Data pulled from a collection
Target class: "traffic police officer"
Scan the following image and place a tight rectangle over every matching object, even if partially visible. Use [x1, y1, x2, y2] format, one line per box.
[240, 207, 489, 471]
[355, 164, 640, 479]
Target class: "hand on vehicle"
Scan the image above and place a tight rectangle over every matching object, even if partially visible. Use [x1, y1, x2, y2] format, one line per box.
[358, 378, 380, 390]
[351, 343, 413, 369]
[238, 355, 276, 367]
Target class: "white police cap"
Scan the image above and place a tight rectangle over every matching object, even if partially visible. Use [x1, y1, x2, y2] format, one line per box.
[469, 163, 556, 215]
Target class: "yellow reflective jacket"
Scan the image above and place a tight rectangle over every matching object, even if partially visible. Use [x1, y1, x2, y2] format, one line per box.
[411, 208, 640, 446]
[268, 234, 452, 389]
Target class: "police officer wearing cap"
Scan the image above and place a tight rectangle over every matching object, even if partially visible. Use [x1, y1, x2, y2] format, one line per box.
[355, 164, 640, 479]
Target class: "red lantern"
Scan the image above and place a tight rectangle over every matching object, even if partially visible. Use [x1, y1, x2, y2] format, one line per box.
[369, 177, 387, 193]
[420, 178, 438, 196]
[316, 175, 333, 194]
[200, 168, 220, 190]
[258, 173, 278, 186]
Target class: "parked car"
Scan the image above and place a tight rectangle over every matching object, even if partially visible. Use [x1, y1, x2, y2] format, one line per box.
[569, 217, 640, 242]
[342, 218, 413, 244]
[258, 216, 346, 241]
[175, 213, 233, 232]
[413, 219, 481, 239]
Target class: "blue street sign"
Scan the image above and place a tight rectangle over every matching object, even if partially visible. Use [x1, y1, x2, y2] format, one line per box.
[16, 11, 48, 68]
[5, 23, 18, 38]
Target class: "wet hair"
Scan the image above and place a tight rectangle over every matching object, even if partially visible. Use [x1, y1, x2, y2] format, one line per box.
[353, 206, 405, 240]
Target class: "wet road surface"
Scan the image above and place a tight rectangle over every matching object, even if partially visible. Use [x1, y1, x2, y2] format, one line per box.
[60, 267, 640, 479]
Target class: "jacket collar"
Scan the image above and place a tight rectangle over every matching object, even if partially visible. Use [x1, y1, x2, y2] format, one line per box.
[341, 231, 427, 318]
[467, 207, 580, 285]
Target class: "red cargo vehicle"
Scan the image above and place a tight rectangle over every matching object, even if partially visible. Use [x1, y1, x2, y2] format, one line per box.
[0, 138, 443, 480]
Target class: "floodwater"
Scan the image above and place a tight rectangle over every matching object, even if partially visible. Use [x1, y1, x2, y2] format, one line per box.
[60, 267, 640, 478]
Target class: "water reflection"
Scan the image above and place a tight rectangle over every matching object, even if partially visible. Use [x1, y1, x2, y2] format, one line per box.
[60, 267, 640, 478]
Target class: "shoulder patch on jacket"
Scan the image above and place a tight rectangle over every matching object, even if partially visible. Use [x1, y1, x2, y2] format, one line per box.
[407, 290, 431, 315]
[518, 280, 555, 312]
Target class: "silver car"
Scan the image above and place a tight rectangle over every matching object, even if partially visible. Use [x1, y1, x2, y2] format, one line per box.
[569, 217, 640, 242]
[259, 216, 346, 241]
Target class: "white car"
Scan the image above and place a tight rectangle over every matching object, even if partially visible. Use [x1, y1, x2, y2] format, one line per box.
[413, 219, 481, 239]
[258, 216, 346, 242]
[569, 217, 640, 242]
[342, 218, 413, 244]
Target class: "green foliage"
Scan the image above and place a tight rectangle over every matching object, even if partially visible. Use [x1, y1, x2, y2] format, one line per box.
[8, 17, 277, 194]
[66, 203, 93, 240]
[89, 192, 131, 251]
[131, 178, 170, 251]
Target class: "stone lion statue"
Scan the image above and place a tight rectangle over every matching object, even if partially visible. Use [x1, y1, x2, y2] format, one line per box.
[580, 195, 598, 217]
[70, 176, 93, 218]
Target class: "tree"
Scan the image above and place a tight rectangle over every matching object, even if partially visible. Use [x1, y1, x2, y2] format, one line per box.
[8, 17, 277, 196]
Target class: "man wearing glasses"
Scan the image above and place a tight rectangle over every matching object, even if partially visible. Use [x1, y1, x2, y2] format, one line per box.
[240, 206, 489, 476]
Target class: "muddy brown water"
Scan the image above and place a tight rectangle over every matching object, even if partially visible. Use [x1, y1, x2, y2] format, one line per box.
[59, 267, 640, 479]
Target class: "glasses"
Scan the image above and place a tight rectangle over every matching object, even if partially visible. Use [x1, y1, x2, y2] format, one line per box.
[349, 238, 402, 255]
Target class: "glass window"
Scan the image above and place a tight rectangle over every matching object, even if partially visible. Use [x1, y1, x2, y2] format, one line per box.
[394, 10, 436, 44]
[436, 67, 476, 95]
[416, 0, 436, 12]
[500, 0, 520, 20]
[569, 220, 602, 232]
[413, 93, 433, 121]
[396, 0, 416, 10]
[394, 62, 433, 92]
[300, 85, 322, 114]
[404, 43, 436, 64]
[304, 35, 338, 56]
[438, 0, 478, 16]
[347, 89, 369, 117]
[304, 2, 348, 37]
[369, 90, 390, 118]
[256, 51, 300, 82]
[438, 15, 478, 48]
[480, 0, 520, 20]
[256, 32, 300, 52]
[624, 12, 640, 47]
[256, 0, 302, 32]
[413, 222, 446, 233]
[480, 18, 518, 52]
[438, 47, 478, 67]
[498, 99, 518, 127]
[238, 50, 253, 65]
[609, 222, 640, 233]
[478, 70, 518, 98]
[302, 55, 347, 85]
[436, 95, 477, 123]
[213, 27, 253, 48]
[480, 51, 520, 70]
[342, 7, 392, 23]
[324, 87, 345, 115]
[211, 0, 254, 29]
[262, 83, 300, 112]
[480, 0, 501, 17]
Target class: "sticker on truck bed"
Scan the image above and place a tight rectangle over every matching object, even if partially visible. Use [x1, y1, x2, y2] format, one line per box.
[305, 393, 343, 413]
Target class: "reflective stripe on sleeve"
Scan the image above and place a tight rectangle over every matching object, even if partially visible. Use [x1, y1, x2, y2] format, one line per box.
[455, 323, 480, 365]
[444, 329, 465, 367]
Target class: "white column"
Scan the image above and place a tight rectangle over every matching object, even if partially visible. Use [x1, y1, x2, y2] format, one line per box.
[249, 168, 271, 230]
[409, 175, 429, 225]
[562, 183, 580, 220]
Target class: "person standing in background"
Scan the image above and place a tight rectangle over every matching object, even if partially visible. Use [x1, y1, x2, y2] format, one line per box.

AIM
Write out the stretch of rows from the start through the line containing "[5, 23, 18, 38]", requests included, and shift every bounding-box coordinate in the answers up by 76.

WORKED SOLUTION
Target class: "traffic police officer"
Scan the following image and place a tight rectangle over every matching object, even if partially visible. Use [x1, y1, x2, y2] format, one line per box.
[316, 283, 565, 547]
[431, 240, 716, 555]
Target class: "hand on vehicle"
Scan the image above and place a tight rectangle over every matching object, even if partially visible. Use [x1, y1, x2, y2] format, one line per box.
[434, 454, 456, 466]
[427, 419, 489, 445]
[314, 431, 352, 443]
Target class: "white police cap"
Scan the image above and place a tight rectangle over every matching object, even if partially visible. Use [x1, y1, x2, y2] format, one line per box.
[545, 239, 632, 291]
Target class: "yellow reflective jacket"
Scan the image above and place a tight rectangle over every matching object, even if partially visible. Use [x1, y1, x2, y2] format, one line per box.
[487, 284, 716, 522]
[344, 310, 528, 465]
Target class: "police officer wearing cap"
Scan the image above and place a tight rectangle over every matching object, even if partially visible. Use [x1, y1, x2, y2] format, one line per box.
[431, 240, 716, 555]
Target class: "red lantern"
Scan the image above and place a tight rectangle over every matching object, even if partially visible. Use [x1, y1, x2, y2] format, one line per box.
[445, 253, 463, 269]
[496, 254, 514, 272]
[392, 251, 409, 270]
[276, 244, 296, 266]
[334, 249, 354, 262]
Target class: "parked car"
Scan the image above and place a tight rectangle over every matching object, even if partially visible. Use [x1, y1, x2, y2] format, one line per box.
[645, 293, 716, 318]
[418, 294, 489, 320]
[334, 292, 422, 317]
[251, 289, 309, 308]
[489, 295, 557, 315]
Target class: "blue street sign"
Scan the image above and place a tight rectangle over every matching object, even if partially visible. Use [x1, y1, x2, y2] format, one line per box.
[92, 87, 124, 144]
[81, 99, 94, 114]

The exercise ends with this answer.